=== TASK BRIEF ===
Go through the entries, filter for the word "conifer", and copy every line that has it.

(Stored items)
● ● ● ●

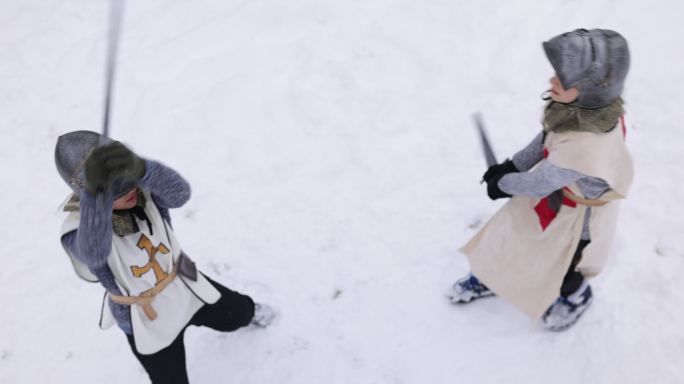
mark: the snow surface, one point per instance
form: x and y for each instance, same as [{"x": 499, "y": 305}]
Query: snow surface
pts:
[{"x": 335, "y": 174}]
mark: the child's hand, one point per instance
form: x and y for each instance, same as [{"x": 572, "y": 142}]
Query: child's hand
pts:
[
  {"x": 493, "y": 190},
  {"x": 111, "y": 162},
  {"x": 499, "y": 169}
]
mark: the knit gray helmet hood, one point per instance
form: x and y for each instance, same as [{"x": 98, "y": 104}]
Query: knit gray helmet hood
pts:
[
  {"x": 71, "y": 152},
  {"x": 594, "y": 61}
]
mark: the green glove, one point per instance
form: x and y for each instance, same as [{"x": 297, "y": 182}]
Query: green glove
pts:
[{"x": 110, "y": 162}]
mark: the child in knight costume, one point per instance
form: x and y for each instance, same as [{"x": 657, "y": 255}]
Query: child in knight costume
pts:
[
  {"x": 556, "y": 230},
  {"x": 118, "y": 232}
]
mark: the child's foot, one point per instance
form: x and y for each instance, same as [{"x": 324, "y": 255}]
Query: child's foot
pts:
[
  {"x": 263, "y": 315},
  {"x": 467, "y": 289},
  {"x": 567, "y": 310}
]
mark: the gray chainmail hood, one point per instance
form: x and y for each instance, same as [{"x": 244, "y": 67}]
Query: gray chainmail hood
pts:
[
  {"x": 71, "y": 152},
  {"x": 595, "y": 61}
]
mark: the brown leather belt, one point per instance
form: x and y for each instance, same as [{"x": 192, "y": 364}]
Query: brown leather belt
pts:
[
  {"x": 145, "y": 298},
  {"x": 583, "y": 201}
]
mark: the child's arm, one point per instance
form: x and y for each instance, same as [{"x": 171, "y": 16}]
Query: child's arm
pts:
[
  {"x": 167, "y": 187},
  {"x": 91, "y": 243},
  {"x": 541, "y": 182}
]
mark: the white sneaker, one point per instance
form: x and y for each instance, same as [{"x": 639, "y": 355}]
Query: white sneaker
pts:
[
  {"x": 263, "y": 315},
  {"x": 467, "y": 289},
  {"x": 565, "y": 312}
]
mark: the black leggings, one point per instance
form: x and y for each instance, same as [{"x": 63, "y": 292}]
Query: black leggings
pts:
[
  {"x": 232, "y": 311},
  {"x": 573, "y": 279}
]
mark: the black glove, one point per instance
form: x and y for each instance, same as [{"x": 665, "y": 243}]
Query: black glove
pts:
[
  {"x": 110, "y": 162},
  {"x": 500, "y": 169},
  {"x": 493, "y": 190}
]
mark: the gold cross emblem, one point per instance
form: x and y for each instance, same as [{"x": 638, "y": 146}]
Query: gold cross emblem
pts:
[{"x": 146, "y": 244}]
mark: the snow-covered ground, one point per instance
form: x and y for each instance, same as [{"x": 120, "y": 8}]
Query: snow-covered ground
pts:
[{"x": 335, "y": 174}]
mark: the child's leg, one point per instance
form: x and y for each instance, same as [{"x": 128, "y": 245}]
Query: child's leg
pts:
[
  {"x": 573, "y": 279},
  {"x": 166, "y": 366},
  {"x": 232, "y": 311}
]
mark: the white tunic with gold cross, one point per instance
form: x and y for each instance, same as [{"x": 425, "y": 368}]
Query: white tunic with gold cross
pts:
[{"x": 139, "y": 262}]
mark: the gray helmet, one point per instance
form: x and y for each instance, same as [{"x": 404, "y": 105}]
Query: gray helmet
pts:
[
  {"x": 595, "y": 61},
  {"x": 71, "y": 152}
]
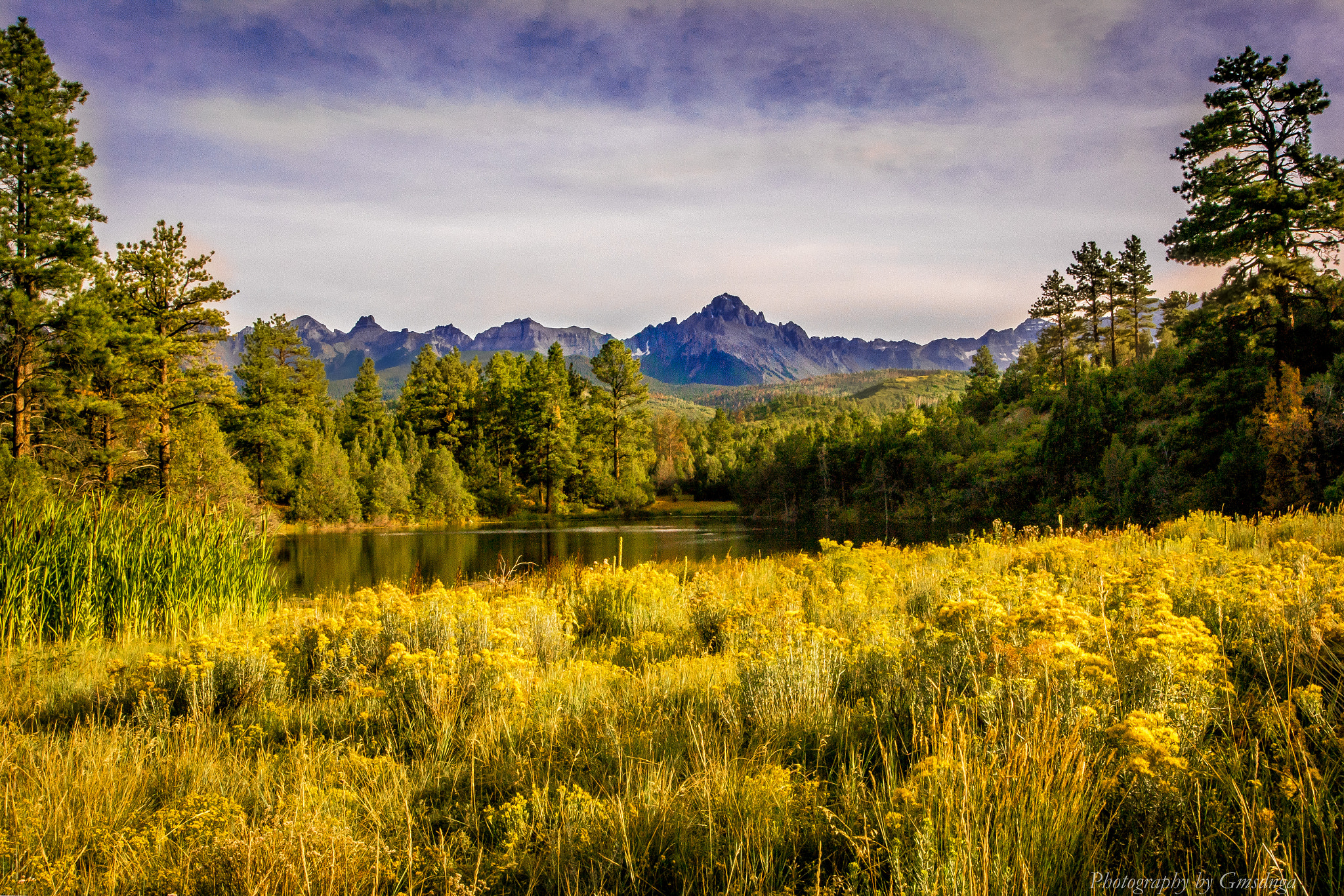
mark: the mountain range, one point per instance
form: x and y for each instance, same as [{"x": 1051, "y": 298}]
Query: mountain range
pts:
[{"x": 723, "y": 344}]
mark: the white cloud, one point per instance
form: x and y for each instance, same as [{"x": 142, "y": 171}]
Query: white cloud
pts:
[{"x": 476, "y": 213}]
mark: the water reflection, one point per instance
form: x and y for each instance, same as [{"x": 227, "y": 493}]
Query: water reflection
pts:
[{"x": 339, "y": 561}]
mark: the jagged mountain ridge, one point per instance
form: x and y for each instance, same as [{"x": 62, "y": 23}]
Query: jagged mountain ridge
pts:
[
  {"x": 723, "y": 344},
  {"x": 342, "y": 354},
  {"x": 729, "y": 344}
]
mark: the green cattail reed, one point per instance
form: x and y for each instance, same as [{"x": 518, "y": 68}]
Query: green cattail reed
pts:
[{"x": 93, "y": 567}]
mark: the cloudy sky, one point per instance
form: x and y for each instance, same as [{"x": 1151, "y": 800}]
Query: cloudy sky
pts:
[{"x": 895, "y": 169}]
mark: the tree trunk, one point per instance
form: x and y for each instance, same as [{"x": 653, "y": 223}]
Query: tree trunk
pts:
[
  {"x": 164, "y": 428},
  {"x": 106, "y": 451},
  {"x": 23, "y": 370}
]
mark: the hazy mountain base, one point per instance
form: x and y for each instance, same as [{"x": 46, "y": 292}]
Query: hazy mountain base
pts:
[{"x": 881, "y": 391}]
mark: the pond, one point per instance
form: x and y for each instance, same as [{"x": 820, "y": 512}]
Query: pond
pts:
[{"x": 315, "y": 562}]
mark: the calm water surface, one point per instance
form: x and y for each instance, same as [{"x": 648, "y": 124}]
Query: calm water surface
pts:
[{"x": 339, "y": 561}]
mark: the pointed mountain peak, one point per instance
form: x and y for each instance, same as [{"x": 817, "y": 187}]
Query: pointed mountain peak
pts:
[{"x": 733, "y": 311}]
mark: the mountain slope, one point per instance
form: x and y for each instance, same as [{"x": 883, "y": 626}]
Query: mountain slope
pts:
[
  {"x": 723, "y": 344},
  {"x": 729, "y": 344},
  {"x": 342, "y": 354}
]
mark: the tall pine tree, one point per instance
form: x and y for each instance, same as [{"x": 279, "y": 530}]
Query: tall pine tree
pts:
[
  {"x": 173, "y": 296},
  {"x": 47, "y": 246}
]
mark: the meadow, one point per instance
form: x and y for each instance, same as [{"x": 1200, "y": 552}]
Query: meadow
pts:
[{"x": 1009, "y": 714}]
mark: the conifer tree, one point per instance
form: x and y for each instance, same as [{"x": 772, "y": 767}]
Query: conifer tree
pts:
[
  {"x": 1268, "y": 206},
  {"x": 424, "y": 399},
  {"x": 365, "y": 406},
  {"x": 1135, "y": 278},
  {"x": 104, "y": 391},
  {"x": 982, "y": 394},
  {"x": 553, "y": 424},
  {"x": 1058, "y": 304},
  {"x": 1112, "y": 300},
  {"x": 171, "y": 296},
  {"x": 284, "y": 396},
  {"x": 1090, "y": 277},
  {"x": 621, "y": 402},
  {"x": 47, "y": 245},
  {"x": 327, "y": 492},
  {"x": 442, "y": 493},
  {"x": 1173, "y": 310}
]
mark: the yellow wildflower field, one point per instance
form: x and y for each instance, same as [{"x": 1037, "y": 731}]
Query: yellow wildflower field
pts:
[{"x": 1009, "y": 714}]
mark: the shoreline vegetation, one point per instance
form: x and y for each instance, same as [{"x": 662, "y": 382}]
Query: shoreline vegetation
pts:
[
  {"x": 684, "y": 507},
  {"x": 1010, "y": 714}
]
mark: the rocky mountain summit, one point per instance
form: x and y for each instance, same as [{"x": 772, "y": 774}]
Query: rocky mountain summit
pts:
[
  {"x": 723, "y": 344},
  {"x": 729, "y": 344}
]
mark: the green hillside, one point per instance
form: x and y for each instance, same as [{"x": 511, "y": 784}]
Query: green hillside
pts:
[
  {"x": 878, "y": 391},
  {"x": 660, "y": 399}
]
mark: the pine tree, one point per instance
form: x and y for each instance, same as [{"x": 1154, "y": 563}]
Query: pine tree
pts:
[
  {"x": 284, "y": 396},
  {"x": 171, "y": 296},
  {"x": 47, "y": 246},
  {"x": 1268, "y": 206},
  {"x": 442, "y": 493},
  {"x": 423, "y": 405},
  {"x": 621, "y": 402},
  {"x": 365, "y": 406},
  {"x": 104, "y": 393},
  {"x": 327, "y": 492},
  {"x": 1173, "y": 310},
  {"x": 1058, "y": 304},
  {"x": 1254, "y": 186},
  {"x": 1135, "y": 277},
  {"x": 982, "y": 394},
  {"x": 1112, "y": 300},
  {"x": 1286, "y": 436},
  {"x": 551, "y": 424},
  {"x": 1090, "y": 275}
]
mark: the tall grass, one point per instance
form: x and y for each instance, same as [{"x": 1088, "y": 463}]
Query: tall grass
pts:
[
  {"x": 1013, "y": 715},
  {"x": 93, "y": 567}
]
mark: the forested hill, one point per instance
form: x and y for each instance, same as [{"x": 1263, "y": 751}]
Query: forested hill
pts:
[{"x": 723, "y": 344}]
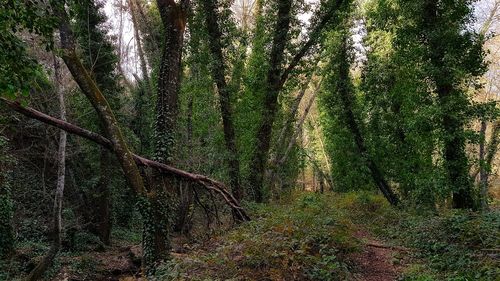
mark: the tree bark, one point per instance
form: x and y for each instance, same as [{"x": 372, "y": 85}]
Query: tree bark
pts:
[
  {"x": 486, "y": 160},
  {"x": 173, "y": 16},
  {"x": 277, "y": 160},
  {"x": 144, "y": 66},
  {"x": 346, "y": 99},
  {"x": 156, "y": 244},
  {"x": 103, "y": 201},
  {"x": 197, "y": 179},
  {"x": 276, "y": 78},
  {"x": 455, "y": 157},
  {"x": 47, "y": 260},
  {"x": 274, "y": 84},
  {"x": 218, "y": 73}
]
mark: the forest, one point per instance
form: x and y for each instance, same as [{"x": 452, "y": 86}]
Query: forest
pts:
[{"x": 249, "y": 140}]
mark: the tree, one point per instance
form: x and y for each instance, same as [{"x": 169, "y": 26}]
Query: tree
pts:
[
  {"x": 212, "y": 20},
  {"x": 277, "y": 75},
  {"x": 340, "y": 94}
]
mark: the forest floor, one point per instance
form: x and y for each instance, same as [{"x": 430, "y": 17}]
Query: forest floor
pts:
[
  {"x": 375, "y": 261},
  {"x": 308, "y": 236}
]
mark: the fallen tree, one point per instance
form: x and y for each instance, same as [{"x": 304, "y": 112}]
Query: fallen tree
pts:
[{"x": 200, "y": 180}]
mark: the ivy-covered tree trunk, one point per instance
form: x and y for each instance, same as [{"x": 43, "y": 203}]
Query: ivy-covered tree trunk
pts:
[
  {"x": 56, "y": 229},
  {"x": 173, "y": 16},
  {"x": 218, "y": 73},
  {"x": 148, "y": 202},
  {"x": 103, "y": 214},
  {"x": 452, "y": 102},
  {"x": 344, "y": 91},
  {"x": 6, "y": 203},
  {"x": 274, "y": 85}
]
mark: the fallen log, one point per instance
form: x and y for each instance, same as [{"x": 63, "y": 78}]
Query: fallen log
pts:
[{"x": 201, "y": 180}]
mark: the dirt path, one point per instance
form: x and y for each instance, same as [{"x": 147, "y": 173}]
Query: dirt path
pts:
[{"x": 375, "y": 261}]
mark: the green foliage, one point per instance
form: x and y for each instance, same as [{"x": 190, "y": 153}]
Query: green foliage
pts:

● ● ● ●

=== FINISHED TASK ===
mark: the conifer tree, one point per instance
Query: conifer tree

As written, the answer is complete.